*CONSEGNA 1*
Per favore, riscrivi il tratto del testo su Meloni e Salvini che va da "Con i leader" fino a "riforma della giustizia.", sostituendo "cellulare" con "telefonino".
*CONSEGNA 2*
Prosegui il testo su Meloni e Salvini oltre la sua ultima frase.

*TESTO FORNITO*
▼

Gli esami sono le elezioni europee. Un sollievo. Manca circa un anno. Meloni srotola gloriosi programmi in Europa. Il patto dei Conservatori. La vittoria contro i socialisti. Un suo candidato – uomo o donna, va stabilito – presidente della Commissione. Salvini non vorrebbe rimanere escluso dal gruppo, però non vuole neanche abbandonare l’amica sovranista francese Marine Le Pen. Oggi è totalmente concentrato sugli scenari italiani. Non va biasimato. Lo scorso anno era incagliato in bizzarri progetti per siglare la pace in Ucraina con un viaggio a Mosca e non va dimenticata la catastrofica trasferta in Polonia.
Con i leader non è fortunato. La fascinazione per Vladimir Putin. La sintonia con Viktor Orbán. Il corteggiamento a Donald Trump. Vanta la simpatia di Benjamin Netanyahu (si scrivono messaggi sul cellulare), il primo ministro di Israele che ha suscitato massicce proteste popolari per la sua riforma della giustizia.

▲

Dati di espressioni referenziali
▼

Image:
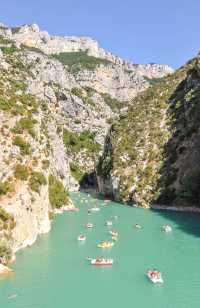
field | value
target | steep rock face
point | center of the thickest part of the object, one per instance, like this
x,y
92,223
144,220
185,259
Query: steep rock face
x,y
58,97
33,161
118,74
152,153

▲

*SPAZIO RISPOSTA 1*
Con i leader non è fortunato. La fascinazione per Vladimir Putin. La sintonia con Viktor Orbán. Il corteggiamento a Donald Trump. Vanta la simpatia di Benjamin Netanyahu (si scrivono messaggi sul telefonino), il primo ministro di Israele che ha suscitato massicce proteste popolari per la sua riforma della giustizia.

*SPAZIO RISPOSTA 2*
La cautela è forestiera per Salvini. Ha aperto il capitolo nomine di Stato con un comunicato leghista, formalmente non ufficiale, però vidimato dal segretario, per chiedere un «cambio di passo» in Enel e in particolare in Eni. Salvini era perfettamente consapevole di non avere una minima possibilità di rimuovere l’amministratore delegato Claudio Descalzi in Eni, ma ha ordinato la provocazione per rifilare una gomitata a Meloni e mettere pressioni ai dirigenti di prima linea di Descalzi. Ha ottenuto il niente. S’è chiarito al telefono con Descalzi. Il dialogo fra i due rimane altalenante. La direzione di Mario Sechi all’agenzia di stampa Agi ha causato molti dissapori ai leghisti (e il suo sbarco a Palazzo Chigi li ha trasferiti nel governo). Peraltro Salvini ha contatti frequenti con il presidente milanista Paolo Scaroni, ex ad di Enel e di Eni per tre mandati finché non fu congedato da Matteo Renzi per promuovere Descalzi. Sente (ascolta) assiduamente Scaroni. Come il «suo deputato» Antonio Angelucci, re di cliniche private, editoria, mattoni. Come il dirigente Flavio Cattaneo, ex ad di tante società, vicepresidente di Italo. In questa lotta tra il Salvini ministro e il Salvini politico, tra l’essere e l’apparire, il maglione e la cravatta, il tirare a campare e il Ponte sullo Stretto a campata unica, sapete già chi vince.